### Document
%%

While the Justice Department’s cybercrime prosecutors were investigating Ticketmaster, the agency’s antitrust lawyers spent 15,000 hours probing competition complaints about the concert promotion and ticketing giant, according to another person familiar with the antitrust investigation. The probe initially focused on more than a dozen potentially problematic negotiations between Live Nation and venues, before zeroing in on six instances in which prosecutors said that from 2012 through March 2019 the company threatened to withhold concerts or blacklisted venues that considered switching from Ticketmaster.

The Justice Department’s top antitrust official at the time, Makan Delrahim, authorized suing the company over alleged violations of the 2010 settlement, the person says. Faced with that looming complaint, Live Nation Entertainment agreed to a new settlement in 2019.

Since the 2010 merger, Live Nation Entertainment has developed a “well-earned reputation for threatening behavior and retaliation,” federal prosecutors said in court filings outlining the terms.

%%

### Stored rows
%%

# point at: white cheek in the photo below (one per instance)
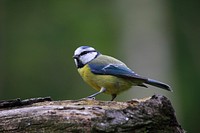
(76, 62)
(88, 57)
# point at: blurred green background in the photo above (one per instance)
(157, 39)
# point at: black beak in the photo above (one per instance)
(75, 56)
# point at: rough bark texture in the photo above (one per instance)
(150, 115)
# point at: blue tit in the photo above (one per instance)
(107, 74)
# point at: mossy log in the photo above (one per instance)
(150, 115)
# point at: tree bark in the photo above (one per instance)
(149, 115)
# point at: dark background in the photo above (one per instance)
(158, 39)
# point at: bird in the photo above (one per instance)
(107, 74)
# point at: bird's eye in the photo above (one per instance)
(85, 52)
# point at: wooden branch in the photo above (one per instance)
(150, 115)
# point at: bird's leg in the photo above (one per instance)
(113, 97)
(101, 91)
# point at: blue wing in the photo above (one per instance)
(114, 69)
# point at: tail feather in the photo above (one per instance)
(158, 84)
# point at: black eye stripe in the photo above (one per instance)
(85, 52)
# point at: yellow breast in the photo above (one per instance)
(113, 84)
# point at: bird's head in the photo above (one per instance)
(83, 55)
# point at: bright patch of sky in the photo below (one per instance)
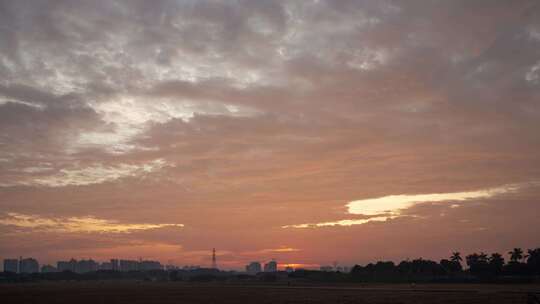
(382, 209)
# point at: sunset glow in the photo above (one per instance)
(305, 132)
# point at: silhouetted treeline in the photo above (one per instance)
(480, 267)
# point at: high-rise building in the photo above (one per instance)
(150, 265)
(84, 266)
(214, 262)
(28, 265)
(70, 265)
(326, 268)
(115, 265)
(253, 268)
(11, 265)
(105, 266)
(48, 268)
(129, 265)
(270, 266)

%%

### Problem set
**a)** Can you update the Live Nation antitrust passage from "The Justice Department’s top" to "outlining the terms.", putting "Live Nation" wherever "Live Nation Entertainment" appears?
**b)** Could you write what comes next in the Live Nation antitrust passage, picking up after its final sentence?

### Responses to the exercise
**a)**
The Justice Department’s top antitrust official at the time, Makan Delrahim, authorized suing the company over alleged violations of the 2010 settlement, the person says. Faced with that looming complaint, Live Nation agreed to a new settlement in 2019.

Since the 2010 merger, Live Nation has developed a “well-earned reputation for threatening behavior and retaliation,” federal prosecutors said in court filings outlining the terms.

**b)**
The agreement imposed an external monitor—Mark Filip, a former federal judge from the law firm Kirkland & Ellis, where then-Attorney General Bill Barr and his No. 2, Jeffrey Rosen, formerly worked. The monitor is charged with investigating further disputes and ensuring Live Nation Entertainment complies with the deal’s terms through December 2024. Under the new settlement, Live Nation Entertainment wasn’t required to admit liability for the six instances that DOJ lawyers alleged violated the 2010 consent decree.

When Live Nation and Ticketmaster originally merged in 2010, 17 states signed on to the agreement. But the Justice Department negotiated the new deal without involving the states, according to another person involved in the discussions.

Neither the states nor the DOJ prosecutors negotiating the new antitrust settlement were aware of the Songkick allegations, the two people say, even though the first set of charges against Zaidi were filed in October 2019, two months earlier. Both individuals requested anonymity because they weren’t authorized to discuss the confidential deliberations.

The Justice Department declined to comment on either the cybercrime or antitrust case. Delrahim, now a partner at Latham & Watkins, also declined to comment aside from noting that he’s recused from doing work for Ticketmaster because of his involvement in the DOJ case.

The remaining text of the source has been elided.